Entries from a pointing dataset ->
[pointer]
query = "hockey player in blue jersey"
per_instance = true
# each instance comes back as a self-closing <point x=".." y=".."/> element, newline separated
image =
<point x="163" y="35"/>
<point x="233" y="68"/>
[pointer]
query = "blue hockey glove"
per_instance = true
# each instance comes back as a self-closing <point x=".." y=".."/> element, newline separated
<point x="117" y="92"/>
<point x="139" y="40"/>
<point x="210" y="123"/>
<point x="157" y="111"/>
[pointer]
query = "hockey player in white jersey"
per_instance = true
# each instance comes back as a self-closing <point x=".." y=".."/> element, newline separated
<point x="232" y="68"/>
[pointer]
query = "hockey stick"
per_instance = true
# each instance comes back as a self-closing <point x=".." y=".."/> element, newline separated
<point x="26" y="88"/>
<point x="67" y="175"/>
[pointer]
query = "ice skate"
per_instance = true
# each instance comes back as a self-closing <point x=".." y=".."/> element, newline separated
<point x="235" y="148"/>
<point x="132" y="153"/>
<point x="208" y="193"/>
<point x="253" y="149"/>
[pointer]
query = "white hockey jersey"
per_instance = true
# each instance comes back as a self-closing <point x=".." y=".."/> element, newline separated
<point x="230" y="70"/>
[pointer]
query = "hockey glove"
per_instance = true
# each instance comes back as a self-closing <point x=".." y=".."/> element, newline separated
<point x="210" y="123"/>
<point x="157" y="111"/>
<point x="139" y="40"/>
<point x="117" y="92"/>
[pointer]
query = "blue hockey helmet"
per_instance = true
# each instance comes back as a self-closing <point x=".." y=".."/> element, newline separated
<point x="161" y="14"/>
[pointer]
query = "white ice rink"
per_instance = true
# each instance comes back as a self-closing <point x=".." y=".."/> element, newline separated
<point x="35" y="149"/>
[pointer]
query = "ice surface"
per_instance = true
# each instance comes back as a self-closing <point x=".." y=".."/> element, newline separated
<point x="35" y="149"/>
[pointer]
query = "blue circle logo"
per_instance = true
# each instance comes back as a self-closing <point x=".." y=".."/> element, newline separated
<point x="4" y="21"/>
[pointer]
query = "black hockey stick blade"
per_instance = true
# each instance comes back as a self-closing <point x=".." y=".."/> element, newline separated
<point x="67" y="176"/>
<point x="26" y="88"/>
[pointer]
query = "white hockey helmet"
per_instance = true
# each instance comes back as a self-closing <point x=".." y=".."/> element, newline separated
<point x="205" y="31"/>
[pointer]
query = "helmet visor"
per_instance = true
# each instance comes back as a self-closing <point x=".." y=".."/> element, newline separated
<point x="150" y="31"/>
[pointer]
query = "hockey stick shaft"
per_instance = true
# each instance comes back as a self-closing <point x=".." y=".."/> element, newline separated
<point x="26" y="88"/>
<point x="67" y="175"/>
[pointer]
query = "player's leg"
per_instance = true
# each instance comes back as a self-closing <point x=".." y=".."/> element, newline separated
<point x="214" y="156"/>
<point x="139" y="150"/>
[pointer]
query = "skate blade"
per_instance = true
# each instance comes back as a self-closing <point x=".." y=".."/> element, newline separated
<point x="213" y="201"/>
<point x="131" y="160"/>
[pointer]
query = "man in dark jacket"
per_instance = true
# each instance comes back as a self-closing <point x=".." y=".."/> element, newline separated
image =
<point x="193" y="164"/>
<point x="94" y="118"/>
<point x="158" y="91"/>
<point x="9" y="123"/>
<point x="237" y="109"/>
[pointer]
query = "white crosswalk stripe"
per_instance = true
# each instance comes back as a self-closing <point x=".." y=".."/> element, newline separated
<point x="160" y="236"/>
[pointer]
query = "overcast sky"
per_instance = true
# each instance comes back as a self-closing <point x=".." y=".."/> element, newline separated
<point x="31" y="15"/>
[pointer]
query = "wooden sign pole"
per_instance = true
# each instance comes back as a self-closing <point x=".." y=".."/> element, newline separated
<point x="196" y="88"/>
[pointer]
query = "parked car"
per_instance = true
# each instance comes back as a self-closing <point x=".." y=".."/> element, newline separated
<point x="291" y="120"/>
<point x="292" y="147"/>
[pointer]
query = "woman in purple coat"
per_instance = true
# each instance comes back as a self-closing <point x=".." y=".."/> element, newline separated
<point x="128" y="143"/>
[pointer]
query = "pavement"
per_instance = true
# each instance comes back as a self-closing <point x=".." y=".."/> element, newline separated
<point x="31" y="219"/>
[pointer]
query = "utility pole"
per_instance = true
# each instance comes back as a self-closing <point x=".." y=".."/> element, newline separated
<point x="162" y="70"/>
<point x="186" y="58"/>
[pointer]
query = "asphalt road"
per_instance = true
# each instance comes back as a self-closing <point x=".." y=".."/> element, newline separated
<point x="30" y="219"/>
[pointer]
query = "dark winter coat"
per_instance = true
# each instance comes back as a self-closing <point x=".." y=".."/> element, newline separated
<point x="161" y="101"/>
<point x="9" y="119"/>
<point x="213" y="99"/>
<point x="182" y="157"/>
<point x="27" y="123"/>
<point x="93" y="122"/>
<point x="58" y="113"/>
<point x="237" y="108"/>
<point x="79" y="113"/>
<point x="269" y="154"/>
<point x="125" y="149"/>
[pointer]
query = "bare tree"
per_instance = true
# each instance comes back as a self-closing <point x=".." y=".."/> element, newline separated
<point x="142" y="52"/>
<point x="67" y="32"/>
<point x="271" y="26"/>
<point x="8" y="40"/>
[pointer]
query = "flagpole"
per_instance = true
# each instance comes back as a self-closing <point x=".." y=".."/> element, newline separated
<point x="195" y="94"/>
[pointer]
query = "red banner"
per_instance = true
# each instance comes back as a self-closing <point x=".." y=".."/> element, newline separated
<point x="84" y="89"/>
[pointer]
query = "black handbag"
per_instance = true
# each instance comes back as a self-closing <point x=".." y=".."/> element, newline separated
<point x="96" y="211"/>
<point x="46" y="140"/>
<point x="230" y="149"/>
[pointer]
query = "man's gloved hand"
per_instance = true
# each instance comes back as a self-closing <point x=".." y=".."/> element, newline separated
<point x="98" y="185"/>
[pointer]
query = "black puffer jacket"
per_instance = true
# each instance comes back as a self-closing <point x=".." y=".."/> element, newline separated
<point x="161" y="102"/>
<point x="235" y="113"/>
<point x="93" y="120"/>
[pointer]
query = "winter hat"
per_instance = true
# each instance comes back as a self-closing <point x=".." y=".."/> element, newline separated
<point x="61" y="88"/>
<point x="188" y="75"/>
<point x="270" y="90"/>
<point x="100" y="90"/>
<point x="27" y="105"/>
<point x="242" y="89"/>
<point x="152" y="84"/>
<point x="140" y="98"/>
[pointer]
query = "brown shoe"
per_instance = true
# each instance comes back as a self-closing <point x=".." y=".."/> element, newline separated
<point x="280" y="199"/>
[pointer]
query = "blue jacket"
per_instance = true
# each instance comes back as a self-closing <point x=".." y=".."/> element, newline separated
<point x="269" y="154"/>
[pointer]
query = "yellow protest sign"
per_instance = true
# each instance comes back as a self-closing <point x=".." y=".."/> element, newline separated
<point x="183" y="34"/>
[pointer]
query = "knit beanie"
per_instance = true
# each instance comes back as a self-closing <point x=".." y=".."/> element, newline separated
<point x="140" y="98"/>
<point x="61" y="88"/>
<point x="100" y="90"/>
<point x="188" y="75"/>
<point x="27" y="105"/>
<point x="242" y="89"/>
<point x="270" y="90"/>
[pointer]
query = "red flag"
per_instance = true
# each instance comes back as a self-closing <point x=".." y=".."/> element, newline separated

Work to do -> Your task is to quote the listing above word for word.

Response to this exercise ->
[pointer]
query = "hockey player in blue jersey"
per_instance = true
# each instance comes back as a self-closing <point x=".." y=".."/> element, newline separated
image =
<point x="163" y="35"/>
<point x="233" y="68"/>
[pointer]
query = "blue hockey glove"
per_instance = true
# each instance comes back as a self-closing <point x=".." y=".."/> element, newline separated
<point x="117" y="92"/>
<point x="139" y="40"/>
<point x="210" y="123"/>
<point x="157" y="111"/>
[pointer]
query = "hockey player in white jersey"
per_instance = true
# each instance comes back as a self-closing <point x=".." y=".."/> element, newline separated
<point x="232" y="68"/>
[pointer]
query = "hockey stick"
per_instance = true
# each instance comes back as a self-closing <point x=".." y=".."/> element, newline separated
<point x="26" y="88"/>
<point x="67" y="175"/>
[pointer]
query = "ice skate"
per_instance = true
# each instance comes back as a self-closing <point x=".." y=".."/> element, newline separated
<point x="235" y="148"/>
<point x="132" y="153"/>
<point x="208" y="193"/>
<point x="253" y="149"/>
[pointer]
query = "white hockey jersey"
per_instance = true
# each instance comes back as a self-closing <point x=".." y=".."/> element, newline separated
<point x="230" y="70"/>
[pointer]
query = "hockey glove"
per_instance = true
# each instance comes back as a self-closing <point x=".." y=".."/> element, newline separated
<point x="210" y="123"/>
<point x="157" y="111"/>
<point x="139" y="40"/>
<point x="117" y="92"/>
[pointer]
query = "blue hockey helmet"
per_instance = true
# each instance comes back as a self-closing <point x=".." y=".."/> element, newline separated
<point x="161" y="14"/>
[pointer]
query = "white ice rink"
per_instance = true
# each instance comes back as a self-closing <point x=".." y=".."/> element, newline separated
<point x="35" y="149"/>
[pointer]
query = "ice surface"
per_instance = true
# each instance comes back as a self-closing <point x=".." y=".."/> element, newline separated
<point x="35" y="149"/>
[pointer]
query = "blue circle logo"
per_instance = true
# each instance comes back as a self-closing <point x=".." y=".."/> element, newline separated
<point x="4" y="21"/>
[pointer]
query = "black hockey stick blade"
per_instance = true
# each instance comes back as a self-closing <point x=".." y=".."/> element, newline separated
<point x="67" y="176"/>
<point x="26" y="88"/>
[pointer]
query = "white hockey helmet"
per_instance = true
# each instance comes back as a self-closing <point x=".." y=".."/> element, newline separated
<point x="205" y="31"/>
[pointer]
query = "helmet visor"
per_instance = true
# each instance comes back as a self-closing <point x=".." y=".."/> element, newline separated
<point x="150" y="31"/>
[pointer]
query = "hockey stick shaft"
per_instance = true
# each instance comes back as a self-closing <point x=".." y=".."/> element, newline separated
<point x="26" y="88"/>
<point x="67" y="175"/>
[pointer]
query = "player's leg"
per_instance = true
# each instance comes back as a self-closing <point x=".." y=".."/> element, newline separated
<point x="214" y="156"/>
<point x="139" y="150"/>
[pointer]
query = "skate blade"
per_instance = true
# each instance comes back as a self-closing <point x=".." y=".."/> element, newline separated
<point x="213" y="201"/>
<point x="131" y="160"/>
[pointer]
query = "man in dark jacket"
per_instance = true
# each instance comes back as a self-closing <point x=".." y=".."/> element, newline separated
image =
<point x="193" y="164"/>
<point x="94" y="118"/>
<point x="158" y="91"/>
<point x="9" y="123"/>
<point x="237" y="109"/>
[pointer]
query = "white crosswalk stripe"
per_instance = true
# each instance comes back as a self-closing <point x=".." y=".."/> element, newline separated
<point x="160" y="236"/>
[pointer]
query = "overcast sky"
per_instance = true
# each instance comes back as a self-closing <point x=".." y=".."/> element, newline separated
<point x="31" y="15"/>
[pointer]
query = "wooden sign pole"
per_instance = true
# each instance comes back as a self-closing <point x=".." y=".."/> element, newline separated
<point x="196" y="88"/>
[pointer]
query = "parked car"
per_instance = true
# each instance comes back as a self-closing <point x=".." y=".."/> element, newline separated
<point x="291" y="120"/>
<point x="292" y="147"/>
[pointer]
query = "woman in purple coat"
per_instance = true
# each instance comes back as a self-closing <point x=".." y=".."/> element, newline separated
<point x="128" y="143"/>
[pointer]
query = "pavement"
per_instance = true
# each instance comes back as a self-closing <point x=".." y=".."/> element, newline separated
<point x="31" y="219"/>
[pointer]
query = "utility pole"
per_instance = true
# each instance comes back as a self-closing <point x=".." y=".."/> element, newline separated
<point x="162" y="70"/>
<point x="186" y="58"/>
[pointer]
query = "asphalt road"
per_instance = true
# each instance comes back as a self-closing <point x=".." y=".."/> element, newline separated
<point x="30" y="219"/>
[pointer]
query = "dark winter coat"
per_instance = true
# each instance comes back as a self-closing <point x=".." y=".."/> element, newline separated
<point x="161" y="101"/>
<point x="9" y="119"/>
<point x="213" y="99"/>
<point x="182" y="157"/>
<point x="27" y="123"/>
<point x="93" y="122"/>
<point x="58" y="113"/>
<point x="237" y="108"/>
<point x="79" y="113"/>
<point x="269" y="154"/>
<point x="125" y="149"/>
[pointer]
query = "bare tree"
per_instance = true
# each instance comes back as a self-closing <point x=".." y=".."/> element, newline separated
<point x="142" y="52"/>
<point x="67" y="32"/>
<point x="271" y="26"/>
<point x="8" y="40"/>
[pointer]
query = "flagpole"
per_instance = true
# each instance comes back as a self-closing <point x=".." y=".."/> element, newline separated
<point x="195" y="94"/>
[pointer]
query = "red banner"
per_instance = true
# each instance comes back as a self-closing <point x=".." y=".."/> element, newline separated
<point x="84" y="89"/>
[pointer]
query = "black handbag"
per_instance = true
# each instance comes back as a self-closing <point x=".." y=".."/> element, newline separated
<point x="96" y="211"/>
<point x="46" y="140"/>
<point x="230" y="149"/>
[pointer]
query = "man's gloved hand"
per_instance = true
# each instance comes back as a self-closing <point x=".." y=".."/> element, newline separated
<point x="98" y="185"/>
[pointer]
query = "black puffer jacket"
per_instance = true
# each instance comes back as a self-closing <point x=".." y=".."/> element, newline separated
<point x="161" y="102"/>
<point x="235" y="113"/>
<point x="93" y="120"/>
[pointer]
query = "winter hat"
per_instance = true
# each instance comes back as a self-closing <point x=".." y=".."/> element, newline separated
<point x="61" y="88"/>
<point x="188" y="75"/>
<point x="270" y="90"/>
<point x="100" y="90"/>
<point x="27" y="105"/>
<point x="242" y="89"/>
<point x="152" y="84"/>
<point x="140" y="98"/>
[pointer]
query = "brown shoe"
per_instance = true
# each instance comes back as a self-closing <point x=".." y=".."/> element, newline separated
<point x="280" y="199"/>
[pointer]
query = "blue jacket"
per_instance = true
# each instance comes back as a self-closing <point x=".." y=".."/> element, newline separated
<point x="269" y="154"/>
[pointer]
query = "yellow protest sign"
per_instance = true
# each instance comes back as a self-closing <point x=".." y=".."/> element, newline separated
<point x="183" y="34"/>
[pointer]
query = "knit beanie"
per_instance = true
# each instance comes back as a self-closing <point x=".." y=".."/> element, newline separated
<point x="140" y="98"/>
<point x="61" y="88"/>
<point x="100" y="90"/>
<point x="188" y="75"/>
<point x="27" y="105"/>
<point x="242" y="89"/>
<point x="270" y="90"/>
[pointer]
query = "red flag"
per_instance = true
# each instance comes back as a self-closing <point x=".." y=".."/> element, newline separated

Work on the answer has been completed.